=== DATASET ROWS ===

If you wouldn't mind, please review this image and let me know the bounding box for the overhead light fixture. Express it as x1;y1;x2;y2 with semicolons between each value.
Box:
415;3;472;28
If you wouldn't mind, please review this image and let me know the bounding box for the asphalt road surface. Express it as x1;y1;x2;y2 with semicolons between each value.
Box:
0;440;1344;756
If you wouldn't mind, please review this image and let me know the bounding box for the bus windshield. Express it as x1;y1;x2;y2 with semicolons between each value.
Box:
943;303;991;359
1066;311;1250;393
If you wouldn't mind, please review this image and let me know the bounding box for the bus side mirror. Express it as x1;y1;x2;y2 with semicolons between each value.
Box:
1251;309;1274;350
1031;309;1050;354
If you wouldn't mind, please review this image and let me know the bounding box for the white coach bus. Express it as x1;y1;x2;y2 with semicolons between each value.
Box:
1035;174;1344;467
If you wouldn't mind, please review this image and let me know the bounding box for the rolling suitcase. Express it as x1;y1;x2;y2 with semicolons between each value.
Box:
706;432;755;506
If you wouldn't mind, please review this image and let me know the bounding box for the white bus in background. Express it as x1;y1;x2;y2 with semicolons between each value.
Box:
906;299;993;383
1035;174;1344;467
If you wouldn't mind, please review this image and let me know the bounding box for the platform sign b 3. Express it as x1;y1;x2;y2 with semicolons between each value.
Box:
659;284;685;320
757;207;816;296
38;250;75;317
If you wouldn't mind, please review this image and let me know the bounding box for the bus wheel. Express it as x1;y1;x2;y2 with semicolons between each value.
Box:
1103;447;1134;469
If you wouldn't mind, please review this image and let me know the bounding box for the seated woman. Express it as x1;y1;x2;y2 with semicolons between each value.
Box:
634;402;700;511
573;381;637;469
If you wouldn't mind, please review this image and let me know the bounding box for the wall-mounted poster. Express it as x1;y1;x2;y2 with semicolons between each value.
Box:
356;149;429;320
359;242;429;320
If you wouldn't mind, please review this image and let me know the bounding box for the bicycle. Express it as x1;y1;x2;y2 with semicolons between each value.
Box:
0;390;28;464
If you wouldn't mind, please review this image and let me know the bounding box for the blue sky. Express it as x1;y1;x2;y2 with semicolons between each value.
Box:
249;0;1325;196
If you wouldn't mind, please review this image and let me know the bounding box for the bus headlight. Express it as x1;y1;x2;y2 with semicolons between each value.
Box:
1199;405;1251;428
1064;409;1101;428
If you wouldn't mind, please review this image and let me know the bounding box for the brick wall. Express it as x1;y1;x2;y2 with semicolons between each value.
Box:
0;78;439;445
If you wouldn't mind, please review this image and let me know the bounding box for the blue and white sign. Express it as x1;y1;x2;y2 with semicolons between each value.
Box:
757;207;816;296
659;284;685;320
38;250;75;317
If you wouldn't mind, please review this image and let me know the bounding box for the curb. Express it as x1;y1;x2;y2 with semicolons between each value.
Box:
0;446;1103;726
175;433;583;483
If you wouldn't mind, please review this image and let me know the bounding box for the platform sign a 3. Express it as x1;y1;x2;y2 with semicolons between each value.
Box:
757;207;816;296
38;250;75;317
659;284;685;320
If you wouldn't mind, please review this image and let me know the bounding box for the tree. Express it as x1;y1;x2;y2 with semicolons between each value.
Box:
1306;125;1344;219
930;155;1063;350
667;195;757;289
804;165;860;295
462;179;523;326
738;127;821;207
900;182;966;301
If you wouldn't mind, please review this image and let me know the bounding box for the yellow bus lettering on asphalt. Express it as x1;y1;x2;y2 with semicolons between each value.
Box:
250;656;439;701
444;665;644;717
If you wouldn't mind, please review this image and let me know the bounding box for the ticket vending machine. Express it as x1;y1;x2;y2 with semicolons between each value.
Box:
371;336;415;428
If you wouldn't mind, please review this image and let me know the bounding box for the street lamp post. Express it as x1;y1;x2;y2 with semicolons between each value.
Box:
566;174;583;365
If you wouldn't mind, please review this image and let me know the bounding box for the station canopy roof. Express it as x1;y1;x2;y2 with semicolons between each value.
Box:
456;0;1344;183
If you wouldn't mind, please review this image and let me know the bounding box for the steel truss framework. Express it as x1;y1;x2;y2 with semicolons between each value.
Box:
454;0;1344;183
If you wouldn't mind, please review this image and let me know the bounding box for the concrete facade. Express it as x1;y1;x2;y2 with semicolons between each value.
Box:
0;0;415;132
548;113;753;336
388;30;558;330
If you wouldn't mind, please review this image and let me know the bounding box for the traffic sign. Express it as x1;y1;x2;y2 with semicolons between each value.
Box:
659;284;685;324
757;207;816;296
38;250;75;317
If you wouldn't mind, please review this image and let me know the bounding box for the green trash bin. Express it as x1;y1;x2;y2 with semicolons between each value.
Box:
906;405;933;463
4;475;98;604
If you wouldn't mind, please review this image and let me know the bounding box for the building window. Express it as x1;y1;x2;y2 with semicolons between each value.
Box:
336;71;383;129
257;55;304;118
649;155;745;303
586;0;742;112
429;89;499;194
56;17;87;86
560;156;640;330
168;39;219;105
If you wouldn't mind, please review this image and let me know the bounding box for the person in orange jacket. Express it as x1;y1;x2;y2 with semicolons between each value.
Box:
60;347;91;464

===

PROBLEM: Render each line of the listing above as a JSON array of strings, with one string per line and blank lines omitted.

THE OUTPUT:
[
  "If you wouldn't mind, please review this image and let me know the bounding box for the overhead light fixture. Express it as x1;y1;x2;y2 with semicolons between each value.",
  "Box:",
  "415;3;472;28",
  "If you wouldn't mind, please review this image and let me know the bounding box for the asphalt road surface. Express it as x1;y1;x2;y2 with semicolons between each value.",
  "Box:",
  "0;440;1344;756",
  "If you wouldn't mind, please review this image and let me know the bounding box for the bus windshield. Express it as x1;y1;x2;y2 with semicolons between each value.",
  "Box:",
  "943;303;991;359",
  "1066;311;1250;393",
  "If you wouldn't mind, please review this image and let me know the bounding box for the bus side mirror. Express it as x1;y1;x2;y2 with semicolons between each value.",
  "Box:",
  "1251;309;1274;350",
  "1031;309;1050;354",
  "If you wouldn't mind, please review this image and let me know the bounding box for the white coach bus. Express it as x1;y1;x2;y2 with semicolons between each value.",
  "Box:",
  "1035;174;1344;467",
  "If you wouldn't mind, please review this image and let me know the bounding box for the rolling suitcase. Express it as x1;y1;x2;y2 with semicolons between each value.",
  "Box:",
  "706;432;755;506",
  "If you wouldn't mind, please review this image and let me know the bounding box for the white bus in background. Express it as x1;y1;x2;y2 with semicolons between each value.",
  "Box:",
  "906;299;993;383",
  "1035;174;1344;467",
  "If you wouldn't mind, please review this image and let me know the bounding box for the platform sign b 3. Express it as x1;y1;x2;y2 with semicolons between each value.",
  "Box:",
  "659;284;685;320",
  "757;207;816;296",
  "38;250;75;317",
  "If you wouldn't mind, please review this image and let me know the bounding box for the bus wheel. Express it as x1;y1;x2;y2 with semicolons between each value.",
  "Box:",
  "1103;447;1134;469",
  "If you wouldn't mind, please review this image and let me know the bounding box for the seated woman. Express it as x1;y1;x2;y2 with semicolons between each value.",
  "Box:",
  "634;402;700;511",
  "573;381;637;469",
  "If you wouldn't mind, please review this image and let me know the bounding box for the wall-mounted poster. Express it as x1;y1;x2;y2 with semicolons between each value.",
  "Box:",
  "356;149;429;320",
  "359;242;429;320",
  "If you wouldn't mind, please review this image and let me know the bounding box for the bicycle. Express it as x1;y1;x2;y2 with semicolons between each value.",
  "Box:",
  "0;390;28;464",
  "If you wouldn't mind, please review this image and let me know the bounding box for the blue sky. Express it as x1;y1;x2;y2 with semicolons between each value.",
  "Box:",
  "249;0;1325;196",
  "If you wouldn't mind, please review this image and let me know the bounding box for the bus headlight. Express it as x1;y1;x2;y2 with semicolons between each value.",
  "Box:",
  "1199;405;1251;428",
  "1064;409;1101;428",
  "If you wouldn't mind, please review this image and let me know the bounding box for the brick wall. Express it as x1;y1;x2;y2 with semicolons between each value.",
  "Box:",
  "0;78;439;445",
  "If you wouldn't mind, please review this image and let me know the bounding box for the blue and white sign. Express it as x1;y1;x2;y2 with semicolons between each value.",
  "Box:",
  "757;207;816;296",
  "659;284;685;320",
  "38;250;75;317",
  "If you wouldn't mind, please review this image and let me know the bounding box for the curb. Express it as x1;y1;x2;y2 with semicolons between each value.",
  "Box:",
  "0;446;1103;726",
  "175;433;583;483",
  "If you wouldn't mind, please review this image and let me know the bounding box for the platform sign a 3. Express it as x1;y1;x2;y2 with semicolons between each value.",
  "Box:",
  "757;207;816;296",
  "38;250;75;317",
  "659;284;685;320",
  "If you wouldn't mind, please review this image and let me know the bounding box for the tree. Express it as x1;y1;x2;y2 with semicolons between each value.",
  "Box:",
  "1306;125;1344;219",
  "930;155;1063;350",
  "667;195;757;289",
  "804;165;860;295",
  "462;179;523;326",
  "738;127;821;207",
  "900;182;966;301",
  "If you wouldn't mind, please review this image and let me know the bounding box for the yellow bus lettering on asphalt. Express it as x1;y1;x2;y2 with semicolons between each value.",
  "Box:",
  "250;656;439;701",
  "444;665;644;717",
  "If you wouldn't mind, please review this image and let me know the bounding box for the ticket vending machine. Express it as x1;y1;x2;y2 with semicolons between each value.",
  "Box:",
  "371;336;415;428",
  "If you wouldn't mind, please review this image and let me know the bounding box for the street lamp post. Express it as x1;y1;x2;y2 with semicolons between each value.",
  "Box:",
  "566;174;583;365",
  "If you wouldn't mind, please review this image and let me know the bounding box for the station canopy roof. Express it as x1;y1;x2;y2 with semicolons between each value.",
  "Box:",
  "456;0;1344;183",
  "If you wouldn't mind, please review this image and let me know the bounding box for the steel truss framework. Express it as x1;y1;x2;y2 with semicolons between each value.",
  "Box:",
  "454;0;1344;183",
  "If you wouldn't mind, please review this image and let me know the bounding box for the concrete facade. Express it as x1;y1;x2;y2 with semicolons between each value.",
  "Box:",
  "0;0;415;132",
  "548;113;753;336",
  "388;30;558;330",
  "If you wouldn't mind, please review this image and let me know the bounding box for the traffic sign. Express it as x1;y1;x2;y2 with semicolons between each value.",
  "Box:",
  "659;284;685;324",
  "757;207;816;296",
  "38;250;75;317",
  "If you wouldn't mind, please review this image and let me know the bounding box for the green trash bin. Express it as x1;y1;x2;y2 with semicolons between each value.",
  "Box:",
  "906;405;933;463",
  "4;475;98;604",
  "If you wouldn't mind, please review this image and let me know the bounding box for the building window. Express it as x1;y1;x2;y2 with semicolons between each value.",
  "Box:",
  "336;71;383;129",
  "257;55;304;118",
  "649;155;745;303",
  "586;0;742;112",
  "429;89;499;194",
  "56;17;87;86",
  "560;156;640;330",
  "168;39;219;105",
  "If you wouldn't mind, please review this image and let me know the bounding box for the person in orange jacket. Express it as x1;y1;x2;y2 with semicolons between each value.",
  "Box:",
  "60;347;91;464"
]